• TAREA BREVE:
Responde con datos del texto sobre el exilio de Judá:
1. ¿En qué año conquistó Nabucodonosor Jerusalén y deportó al rey Joaquín?
2. ¿Qué cifra de deportados se menciona como posible máximo?
3. ¿Quién era Marduk?

• TEXTO DADO:
1.- Los hechos
El año 597 Nabucodonosor conquistó Jerusalén y deportó al rey Joaquín y a los magnates de la población (2Re. 24,15-16). Unos años después, el nuevo rey Sedecías, tío de Joaquín, faltando a su palabra conspiró contra el soberano caldeo; si la primera deportación había intentado impedir una sublevación, cuando esta sucede Nabucodonosor actúa más drásticamente: se ve obligado a emprender una nueva ofensiva, asediando y tomando la ciudad Santa en el año 587; la victoria fue seguida de una nueva deportación(2Re. 25, 11-12). Y todavía hay una tercera deportación, en el año 582, probablemente como represalia por la muerte de Godolías, el gobernador puesto por Nabucodonosor sobre Judá.
Quizá el número de deportados no pasase de 20.000. Pero teniendo en cuenta la escasa población de Judá y que además fueron exiliados los más influyentes, las cabezas del pueblo en el aspecto político, social, religioso y económico, la Biblia puede afirmar con razón que todo Judá «fue llevado cautivo lejos de su tierra» (2 Re. 25,21).
Lo más grave de estos hechos y lo más duro para el pueblo de Israel es que humanamente hablando significan el fin de Israel, su destrucción como pueblo: lo más escogido de Israel vive en el exilio, en tierras extrañas, lejos del país que Dios había donado a los hijos de Abraham; el templo, morada de la presencia divina y centro del culto de Israel, está en ruinas; el rey, descendiente de David y representante de Yahveh, ha sido destronado, hecho cautivo y castigado cruelmente (2Re. 25,6-7); la capital del reino, la ciudad santa de Jerusalén, ha sido arrasada. La nación, como tal, ha dejado de existir.
Más aún: todo ello supone una grave prueba para la fe de Israel. Parece que Dios se ha olvidado de su pueblo (Sal. 77,8-11), que se ha olvidado de la Palabra dada, de las promesas hechas a David y a sus descendientes. Parece que está airado contra su pueblo (Sal. 79,5; 80,5). Parece que Yahveh es más débil que Marduk, el dios de los caldeos, los cuales se burlan cruelmente de los israelitas (Sal. 42,11; 80,7). Parece que los atributos más propios de Dios -la misericordia y la fidelidad- quedan contradichos. Y cunde el desaliento: «Andan diciendo -toda la casa de Israel-: se han secado nuestros huesos, se ha desvanecido nuestra esperanza, todo ha acabado para nosotros» (Ez. 37,11).

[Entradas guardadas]
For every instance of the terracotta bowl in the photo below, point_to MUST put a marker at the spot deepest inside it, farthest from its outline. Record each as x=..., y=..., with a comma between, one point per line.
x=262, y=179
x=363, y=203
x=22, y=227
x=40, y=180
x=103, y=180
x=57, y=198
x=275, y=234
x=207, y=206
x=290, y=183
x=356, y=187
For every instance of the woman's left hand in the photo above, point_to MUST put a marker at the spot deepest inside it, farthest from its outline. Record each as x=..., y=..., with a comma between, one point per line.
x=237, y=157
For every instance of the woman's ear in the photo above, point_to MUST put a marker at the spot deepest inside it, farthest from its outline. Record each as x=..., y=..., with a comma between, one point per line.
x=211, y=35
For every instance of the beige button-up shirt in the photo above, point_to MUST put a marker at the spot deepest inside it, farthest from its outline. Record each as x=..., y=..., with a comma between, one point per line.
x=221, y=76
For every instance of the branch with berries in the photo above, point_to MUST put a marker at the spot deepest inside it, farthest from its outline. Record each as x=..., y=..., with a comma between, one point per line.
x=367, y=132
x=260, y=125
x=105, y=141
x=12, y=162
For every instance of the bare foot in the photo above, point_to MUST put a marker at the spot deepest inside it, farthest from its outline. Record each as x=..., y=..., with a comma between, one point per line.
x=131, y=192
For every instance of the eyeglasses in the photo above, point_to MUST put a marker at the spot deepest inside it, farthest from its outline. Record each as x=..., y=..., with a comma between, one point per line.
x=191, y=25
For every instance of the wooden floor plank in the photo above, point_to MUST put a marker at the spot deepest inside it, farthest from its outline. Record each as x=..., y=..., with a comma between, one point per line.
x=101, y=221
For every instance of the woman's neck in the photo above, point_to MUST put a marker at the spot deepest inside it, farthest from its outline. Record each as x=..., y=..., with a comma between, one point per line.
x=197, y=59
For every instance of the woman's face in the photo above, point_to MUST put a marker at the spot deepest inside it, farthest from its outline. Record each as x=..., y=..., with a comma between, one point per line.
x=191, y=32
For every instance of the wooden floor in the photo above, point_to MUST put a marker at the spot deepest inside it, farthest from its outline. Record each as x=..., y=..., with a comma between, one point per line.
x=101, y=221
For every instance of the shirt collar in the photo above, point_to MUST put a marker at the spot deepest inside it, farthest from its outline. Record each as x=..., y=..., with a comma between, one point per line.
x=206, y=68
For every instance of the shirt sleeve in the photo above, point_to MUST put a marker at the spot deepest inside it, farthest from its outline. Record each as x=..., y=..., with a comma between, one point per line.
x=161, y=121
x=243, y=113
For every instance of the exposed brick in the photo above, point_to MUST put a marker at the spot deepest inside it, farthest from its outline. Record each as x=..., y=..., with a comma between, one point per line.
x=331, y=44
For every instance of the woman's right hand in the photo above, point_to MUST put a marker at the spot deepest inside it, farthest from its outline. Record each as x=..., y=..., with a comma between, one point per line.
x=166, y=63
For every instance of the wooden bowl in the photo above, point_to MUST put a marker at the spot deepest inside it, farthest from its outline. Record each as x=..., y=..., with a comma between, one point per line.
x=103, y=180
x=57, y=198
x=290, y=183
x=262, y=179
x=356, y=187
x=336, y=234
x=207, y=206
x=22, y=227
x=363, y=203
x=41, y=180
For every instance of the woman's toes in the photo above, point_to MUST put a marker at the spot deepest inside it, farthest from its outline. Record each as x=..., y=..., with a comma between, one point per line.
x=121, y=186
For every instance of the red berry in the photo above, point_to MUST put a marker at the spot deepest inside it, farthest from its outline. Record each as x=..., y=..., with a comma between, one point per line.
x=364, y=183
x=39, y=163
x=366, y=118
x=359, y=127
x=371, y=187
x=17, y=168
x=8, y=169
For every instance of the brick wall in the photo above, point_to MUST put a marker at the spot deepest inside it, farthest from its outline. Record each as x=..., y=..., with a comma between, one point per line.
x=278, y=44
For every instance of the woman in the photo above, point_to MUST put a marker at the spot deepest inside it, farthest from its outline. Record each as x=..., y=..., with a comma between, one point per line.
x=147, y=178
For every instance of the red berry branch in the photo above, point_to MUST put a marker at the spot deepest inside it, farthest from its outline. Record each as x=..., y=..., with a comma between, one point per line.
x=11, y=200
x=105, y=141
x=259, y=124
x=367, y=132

• RESULTADO DEL EJERCICIO:
1. En el año 597.
2. Quizá no más de 20.000.
3. El dios de los caldeos.